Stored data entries
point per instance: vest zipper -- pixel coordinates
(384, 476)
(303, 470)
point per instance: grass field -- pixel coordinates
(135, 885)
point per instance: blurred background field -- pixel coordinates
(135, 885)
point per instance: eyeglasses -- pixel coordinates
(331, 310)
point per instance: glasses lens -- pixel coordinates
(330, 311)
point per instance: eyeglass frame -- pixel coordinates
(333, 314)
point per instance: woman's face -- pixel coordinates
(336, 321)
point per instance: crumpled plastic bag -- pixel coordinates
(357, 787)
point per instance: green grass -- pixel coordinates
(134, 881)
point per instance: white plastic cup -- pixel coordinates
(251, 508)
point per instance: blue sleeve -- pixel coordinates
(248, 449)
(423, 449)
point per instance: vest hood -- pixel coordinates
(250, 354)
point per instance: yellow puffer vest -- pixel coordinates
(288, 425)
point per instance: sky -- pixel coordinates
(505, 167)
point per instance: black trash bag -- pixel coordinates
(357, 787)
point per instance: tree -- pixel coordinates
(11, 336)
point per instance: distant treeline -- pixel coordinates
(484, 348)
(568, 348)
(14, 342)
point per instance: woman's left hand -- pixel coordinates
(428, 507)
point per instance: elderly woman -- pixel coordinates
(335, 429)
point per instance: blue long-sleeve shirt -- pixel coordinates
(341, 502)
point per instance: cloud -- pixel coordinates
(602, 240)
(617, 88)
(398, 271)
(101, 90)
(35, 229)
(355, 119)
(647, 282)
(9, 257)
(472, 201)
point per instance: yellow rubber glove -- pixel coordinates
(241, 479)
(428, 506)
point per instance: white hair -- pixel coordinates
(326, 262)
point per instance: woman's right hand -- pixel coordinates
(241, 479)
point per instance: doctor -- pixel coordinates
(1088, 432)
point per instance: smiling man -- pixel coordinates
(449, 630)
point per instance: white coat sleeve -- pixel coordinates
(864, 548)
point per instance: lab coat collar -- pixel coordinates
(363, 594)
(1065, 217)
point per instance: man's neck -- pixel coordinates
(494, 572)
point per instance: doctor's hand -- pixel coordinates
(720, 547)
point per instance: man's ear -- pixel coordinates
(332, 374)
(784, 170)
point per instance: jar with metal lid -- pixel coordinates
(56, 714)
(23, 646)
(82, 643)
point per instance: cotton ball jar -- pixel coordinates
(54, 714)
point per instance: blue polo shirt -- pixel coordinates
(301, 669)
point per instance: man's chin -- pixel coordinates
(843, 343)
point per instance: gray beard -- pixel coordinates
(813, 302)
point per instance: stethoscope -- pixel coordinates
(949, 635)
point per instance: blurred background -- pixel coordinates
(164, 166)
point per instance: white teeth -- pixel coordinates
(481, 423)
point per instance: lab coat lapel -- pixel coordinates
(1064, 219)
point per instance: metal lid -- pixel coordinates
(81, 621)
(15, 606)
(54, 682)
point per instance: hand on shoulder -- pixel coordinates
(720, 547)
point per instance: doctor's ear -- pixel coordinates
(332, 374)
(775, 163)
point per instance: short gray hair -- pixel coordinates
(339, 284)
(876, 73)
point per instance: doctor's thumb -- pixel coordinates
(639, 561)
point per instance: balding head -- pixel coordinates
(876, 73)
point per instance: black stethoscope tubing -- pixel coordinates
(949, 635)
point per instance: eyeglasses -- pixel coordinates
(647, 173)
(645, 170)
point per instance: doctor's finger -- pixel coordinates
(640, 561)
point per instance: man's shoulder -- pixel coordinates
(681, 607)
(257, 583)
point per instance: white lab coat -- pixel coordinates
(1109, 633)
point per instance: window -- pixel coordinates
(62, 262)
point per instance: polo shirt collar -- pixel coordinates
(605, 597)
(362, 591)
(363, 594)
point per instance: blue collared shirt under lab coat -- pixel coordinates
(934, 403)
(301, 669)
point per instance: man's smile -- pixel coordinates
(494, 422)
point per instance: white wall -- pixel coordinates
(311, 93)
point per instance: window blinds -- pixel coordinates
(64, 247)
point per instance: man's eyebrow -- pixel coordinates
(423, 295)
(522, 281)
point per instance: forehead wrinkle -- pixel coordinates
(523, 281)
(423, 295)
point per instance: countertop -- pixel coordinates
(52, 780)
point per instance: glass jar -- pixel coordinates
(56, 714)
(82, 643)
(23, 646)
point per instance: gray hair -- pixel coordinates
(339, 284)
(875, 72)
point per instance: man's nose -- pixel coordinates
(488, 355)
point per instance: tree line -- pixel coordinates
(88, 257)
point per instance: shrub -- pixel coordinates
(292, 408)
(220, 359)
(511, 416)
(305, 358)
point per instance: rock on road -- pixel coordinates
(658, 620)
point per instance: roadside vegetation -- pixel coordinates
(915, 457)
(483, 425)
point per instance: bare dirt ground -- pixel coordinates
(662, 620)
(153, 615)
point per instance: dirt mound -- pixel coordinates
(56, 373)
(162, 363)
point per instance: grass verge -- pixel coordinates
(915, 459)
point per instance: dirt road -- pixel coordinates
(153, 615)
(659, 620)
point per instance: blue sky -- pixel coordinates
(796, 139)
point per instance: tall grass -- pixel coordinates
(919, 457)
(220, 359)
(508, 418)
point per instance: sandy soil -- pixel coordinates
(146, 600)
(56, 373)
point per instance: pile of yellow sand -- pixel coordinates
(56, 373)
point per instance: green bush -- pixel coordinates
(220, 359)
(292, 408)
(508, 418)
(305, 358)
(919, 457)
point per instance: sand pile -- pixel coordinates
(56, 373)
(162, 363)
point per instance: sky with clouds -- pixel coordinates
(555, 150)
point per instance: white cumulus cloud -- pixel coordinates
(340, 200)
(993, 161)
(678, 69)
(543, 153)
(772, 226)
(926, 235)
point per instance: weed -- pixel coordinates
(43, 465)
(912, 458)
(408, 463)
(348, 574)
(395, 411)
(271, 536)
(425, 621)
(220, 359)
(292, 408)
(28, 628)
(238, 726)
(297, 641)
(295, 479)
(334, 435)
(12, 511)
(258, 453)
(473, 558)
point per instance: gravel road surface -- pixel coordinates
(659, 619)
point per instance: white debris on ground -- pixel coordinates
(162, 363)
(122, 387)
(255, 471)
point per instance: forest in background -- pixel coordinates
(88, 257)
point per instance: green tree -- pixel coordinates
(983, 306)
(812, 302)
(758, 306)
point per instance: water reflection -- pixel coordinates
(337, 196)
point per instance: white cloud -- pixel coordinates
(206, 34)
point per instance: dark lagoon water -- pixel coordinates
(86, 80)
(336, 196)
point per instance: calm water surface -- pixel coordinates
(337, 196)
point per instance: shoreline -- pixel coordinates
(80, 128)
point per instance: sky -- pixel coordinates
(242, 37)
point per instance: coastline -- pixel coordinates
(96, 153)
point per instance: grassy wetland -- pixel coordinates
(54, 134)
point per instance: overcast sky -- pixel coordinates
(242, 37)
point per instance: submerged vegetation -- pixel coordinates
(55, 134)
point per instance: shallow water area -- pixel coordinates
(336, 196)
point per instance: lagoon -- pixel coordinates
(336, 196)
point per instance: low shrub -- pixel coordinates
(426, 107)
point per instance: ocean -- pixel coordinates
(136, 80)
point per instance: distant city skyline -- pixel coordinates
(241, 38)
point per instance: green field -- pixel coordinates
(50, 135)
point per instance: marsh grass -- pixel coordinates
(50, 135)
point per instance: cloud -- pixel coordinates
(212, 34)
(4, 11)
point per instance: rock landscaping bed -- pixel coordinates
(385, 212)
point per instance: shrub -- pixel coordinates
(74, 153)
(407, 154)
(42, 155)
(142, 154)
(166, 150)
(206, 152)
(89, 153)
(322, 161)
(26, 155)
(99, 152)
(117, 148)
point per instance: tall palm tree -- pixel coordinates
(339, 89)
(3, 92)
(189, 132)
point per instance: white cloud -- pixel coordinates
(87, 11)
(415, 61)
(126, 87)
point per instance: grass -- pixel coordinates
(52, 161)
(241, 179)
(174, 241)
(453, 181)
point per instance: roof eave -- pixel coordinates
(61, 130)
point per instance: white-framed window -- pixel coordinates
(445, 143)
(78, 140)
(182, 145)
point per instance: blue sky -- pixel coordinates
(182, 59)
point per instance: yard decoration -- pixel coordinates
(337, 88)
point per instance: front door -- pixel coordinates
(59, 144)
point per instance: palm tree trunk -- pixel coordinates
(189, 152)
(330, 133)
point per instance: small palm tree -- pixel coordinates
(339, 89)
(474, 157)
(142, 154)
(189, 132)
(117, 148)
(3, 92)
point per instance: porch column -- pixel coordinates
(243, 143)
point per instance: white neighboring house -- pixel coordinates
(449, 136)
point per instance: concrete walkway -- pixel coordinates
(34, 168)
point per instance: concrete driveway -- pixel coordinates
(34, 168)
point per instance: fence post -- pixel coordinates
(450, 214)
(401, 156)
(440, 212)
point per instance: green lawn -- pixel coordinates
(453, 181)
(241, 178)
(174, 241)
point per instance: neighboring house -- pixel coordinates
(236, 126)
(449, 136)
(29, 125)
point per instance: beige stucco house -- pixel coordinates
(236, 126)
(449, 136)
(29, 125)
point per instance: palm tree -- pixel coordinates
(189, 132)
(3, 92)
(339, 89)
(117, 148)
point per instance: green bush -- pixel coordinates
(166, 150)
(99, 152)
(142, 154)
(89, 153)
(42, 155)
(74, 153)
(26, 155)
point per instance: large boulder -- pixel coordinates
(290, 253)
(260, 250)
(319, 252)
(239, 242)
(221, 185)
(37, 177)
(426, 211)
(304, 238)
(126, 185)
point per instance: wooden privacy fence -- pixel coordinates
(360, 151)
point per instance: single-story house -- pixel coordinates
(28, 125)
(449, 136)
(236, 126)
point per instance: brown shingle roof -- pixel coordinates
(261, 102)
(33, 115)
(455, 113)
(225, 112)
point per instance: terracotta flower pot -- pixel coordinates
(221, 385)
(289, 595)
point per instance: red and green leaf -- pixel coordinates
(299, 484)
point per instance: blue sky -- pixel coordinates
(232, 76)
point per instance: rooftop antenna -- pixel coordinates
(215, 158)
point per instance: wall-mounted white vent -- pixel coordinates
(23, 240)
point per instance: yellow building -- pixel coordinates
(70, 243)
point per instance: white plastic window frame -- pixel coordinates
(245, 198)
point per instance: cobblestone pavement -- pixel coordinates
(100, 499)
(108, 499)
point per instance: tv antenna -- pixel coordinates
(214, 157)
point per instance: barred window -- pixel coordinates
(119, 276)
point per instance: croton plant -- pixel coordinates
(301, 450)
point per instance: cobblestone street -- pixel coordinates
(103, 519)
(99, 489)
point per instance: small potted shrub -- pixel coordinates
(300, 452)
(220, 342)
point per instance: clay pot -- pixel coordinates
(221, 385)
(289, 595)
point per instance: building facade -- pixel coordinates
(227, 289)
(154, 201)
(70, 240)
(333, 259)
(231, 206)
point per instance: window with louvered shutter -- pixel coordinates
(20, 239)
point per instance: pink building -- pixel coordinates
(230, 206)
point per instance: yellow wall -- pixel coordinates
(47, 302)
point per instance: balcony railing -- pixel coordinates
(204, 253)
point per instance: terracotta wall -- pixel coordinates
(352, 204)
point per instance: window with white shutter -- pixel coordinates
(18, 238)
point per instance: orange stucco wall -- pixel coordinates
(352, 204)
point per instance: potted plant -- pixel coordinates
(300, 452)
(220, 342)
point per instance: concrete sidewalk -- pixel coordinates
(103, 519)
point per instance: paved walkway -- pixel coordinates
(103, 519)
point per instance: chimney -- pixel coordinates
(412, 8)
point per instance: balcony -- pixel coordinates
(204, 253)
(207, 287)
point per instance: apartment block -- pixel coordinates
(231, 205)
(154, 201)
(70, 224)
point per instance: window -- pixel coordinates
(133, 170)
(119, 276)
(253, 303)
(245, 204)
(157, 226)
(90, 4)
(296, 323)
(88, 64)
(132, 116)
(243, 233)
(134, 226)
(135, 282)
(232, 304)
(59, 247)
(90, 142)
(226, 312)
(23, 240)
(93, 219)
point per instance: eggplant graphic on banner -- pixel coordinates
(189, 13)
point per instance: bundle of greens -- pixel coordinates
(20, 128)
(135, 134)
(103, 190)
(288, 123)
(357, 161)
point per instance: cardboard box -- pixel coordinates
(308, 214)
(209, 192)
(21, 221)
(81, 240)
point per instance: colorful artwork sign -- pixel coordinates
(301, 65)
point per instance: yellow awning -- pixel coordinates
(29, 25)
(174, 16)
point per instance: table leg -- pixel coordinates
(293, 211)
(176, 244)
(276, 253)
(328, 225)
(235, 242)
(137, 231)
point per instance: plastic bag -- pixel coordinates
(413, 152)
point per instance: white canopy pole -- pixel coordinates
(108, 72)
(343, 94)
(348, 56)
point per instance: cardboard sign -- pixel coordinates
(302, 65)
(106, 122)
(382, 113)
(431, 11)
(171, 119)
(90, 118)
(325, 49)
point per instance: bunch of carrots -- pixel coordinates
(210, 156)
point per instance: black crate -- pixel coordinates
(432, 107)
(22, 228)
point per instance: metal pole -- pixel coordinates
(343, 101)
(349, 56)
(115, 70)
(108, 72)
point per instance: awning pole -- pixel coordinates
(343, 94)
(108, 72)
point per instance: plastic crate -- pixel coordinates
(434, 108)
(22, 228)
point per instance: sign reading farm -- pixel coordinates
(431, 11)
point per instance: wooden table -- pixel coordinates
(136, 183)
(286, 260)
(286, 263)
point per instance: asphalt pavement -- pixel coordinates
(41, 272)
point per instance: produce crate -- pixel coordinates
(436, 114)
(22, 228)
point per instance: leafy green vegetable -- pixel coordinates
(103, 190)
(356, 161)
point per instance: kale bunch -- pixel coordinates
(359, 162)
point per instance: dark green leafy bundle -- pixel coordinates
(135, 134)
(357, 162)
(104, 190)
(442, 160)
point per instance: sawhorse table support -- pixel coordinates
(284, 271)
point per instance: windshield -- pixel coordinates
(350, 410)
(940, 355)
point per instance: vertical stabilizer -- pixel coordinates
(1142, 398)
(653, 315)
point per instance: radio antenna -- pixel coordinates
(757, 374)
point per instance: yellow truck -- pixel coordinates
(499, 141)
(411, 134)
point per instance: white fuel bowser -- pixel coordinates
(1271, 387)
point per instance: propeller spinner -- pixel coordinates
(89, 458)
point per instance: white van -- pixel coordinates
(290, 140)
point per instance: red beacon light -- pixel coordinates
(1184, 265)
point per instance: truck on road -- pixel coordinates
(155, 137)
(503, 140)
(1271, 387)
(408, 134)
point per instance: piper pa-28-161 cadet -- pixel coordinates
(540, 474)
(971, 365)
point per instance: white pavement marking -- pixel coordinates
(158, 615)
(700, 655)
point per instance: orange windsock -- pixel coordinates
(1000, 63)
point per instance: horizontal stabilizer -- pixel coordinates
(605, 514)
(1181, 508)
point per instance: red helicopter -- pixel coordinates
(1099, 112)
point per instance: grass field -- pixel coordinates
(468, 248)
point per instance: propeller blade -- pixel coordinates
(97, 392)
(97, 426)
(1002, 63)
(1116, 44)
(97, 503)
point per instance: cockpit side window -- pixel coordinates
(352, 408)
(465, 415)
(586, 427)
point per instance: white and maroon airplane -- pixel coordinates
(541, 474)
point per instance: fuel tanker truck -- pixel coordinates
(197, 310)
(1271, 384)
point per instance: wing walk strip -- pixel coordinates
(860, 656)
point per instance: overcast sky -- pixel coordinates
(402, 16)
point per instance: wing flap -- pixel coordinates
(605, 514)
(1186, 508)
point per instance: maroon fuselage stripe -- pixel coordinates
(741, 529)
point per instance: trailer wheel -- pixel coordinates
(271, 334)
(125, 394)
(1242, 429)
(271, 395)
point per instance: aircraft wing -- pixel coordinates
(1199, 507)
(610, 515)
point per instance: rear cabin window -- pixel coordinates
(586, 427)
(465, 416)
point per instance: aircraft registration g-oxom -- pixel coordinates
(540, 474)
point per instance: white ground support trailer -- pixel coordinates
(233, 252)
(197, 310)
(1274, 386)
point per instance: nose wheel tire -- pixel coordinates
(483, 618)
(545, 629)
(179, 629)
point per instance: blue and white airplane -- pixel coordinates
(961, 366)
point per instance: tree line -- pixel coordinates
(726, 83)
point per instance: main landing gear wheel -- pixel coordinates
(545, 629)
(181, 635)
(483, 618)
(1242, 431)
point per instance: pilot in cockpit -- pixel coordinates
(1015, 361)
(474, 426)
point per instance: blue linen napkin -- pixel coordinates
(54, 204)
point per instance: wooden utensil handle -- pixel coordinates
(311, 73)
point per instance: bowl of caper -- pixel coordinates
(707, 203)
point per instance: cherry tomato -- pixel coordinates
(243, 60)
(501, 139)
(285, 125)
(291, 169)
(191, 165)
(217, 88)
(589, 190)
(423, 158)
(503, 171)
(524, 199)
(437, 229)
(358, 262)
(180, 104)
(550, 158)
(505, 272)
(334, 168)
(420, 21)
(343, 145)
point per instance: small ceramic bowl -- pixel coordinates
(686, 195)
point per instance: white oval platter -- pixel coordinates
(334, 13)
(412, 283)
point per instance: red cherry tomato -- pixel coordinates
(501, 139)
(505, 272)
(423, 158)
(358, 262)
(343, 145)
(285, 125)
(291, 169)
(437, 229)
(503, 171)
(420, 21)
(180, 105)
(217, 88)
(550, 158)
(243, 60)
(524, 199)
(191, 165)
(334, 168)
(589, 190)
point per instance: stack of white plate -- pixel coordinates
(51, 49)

→ **Activity**
From the line holding "point per instance: wing flap" to the final line of the data, output each line exactly and nothing more.

→ **Task output**
point per instance: wing flap -- pixel coordinates
(605, 514)
(1186, 508)
point per instance: maroon fuselage stripe -- pixel coordinates
(741, 529)
point per instance: trailer wheel -- pixel coordinates
(271, 334)
(125, 394)
(1242, 429)
(271, 395)
point per instance: aircraft wing -- pixel coordinates
(1199, 507)
(610, 515)
point per instance: rear cabin window -- pixel coordinates
(586, 427)
(465, 416)
point per instance: aircraft registration g-oxom -- pixel coordinates
(540, 474)
point per instance: white ground support trailer -- pixel coordinates
(233, 252)
(197, 310)
(1274, 386)
point per instance: nose wheel tire -- pixel coordinates
(483, 618)
(545, 629)
(179, 629)
point per instance: blue and white airplane -- pixel coordinates
(961, 366)
point per instance: tree line -- pixel coordinates
(726, 83)
point per instance: main landing gear wheel -- pixel coordinates
(545, 629)
(181, 635)
(483, 618)
(1242, 431)
point per instance: pilot in cockpit -- pixel coordinates
(1015, 361)
(474, 426)
point per instance: blue linen napkin -- pixel coordinates
(54, 204)
point per instance: wooden utensil handle -- pixel coordinates
(311, 73)
point per instance: bowl of caper -- pixel coordinates
(707, 203)
point per instance: cherry tomato -- pixel coordinates
(243, 60)
(501, 139)
(285, 125)
(291, 169)
(191, 165)
(217, 88)
(589, 190)
(423, 158)
(503, 171)
(524, 199)
(437, 229)
(358, 262)
(180, 104)
(550, 158)
(505, 272)
(334, 168)
(420, 21)
(343, 145)
point per instance: small ceramic bowl -- pixel coordinates
(686, 195)
point per instance: white oval platter -- pixel coordinates
(334, 13)
(412, 283)
point per instance: red cherry tomato -- pixel coordinates
(501, 139)
(505, 272)
(423, 158)
(358, 262)
(343, 145)
(285, 125)
(291, 169)
(437, 229)
(503, 171)
(420, 21)
(180, 105)
(217, 88)
(550, 158)
(243, 60)
(524, 199)
(191, 165)
(334, 168)
(589, 190)
point per instance: stack of white plate -- pixel coordinates
(51, 49)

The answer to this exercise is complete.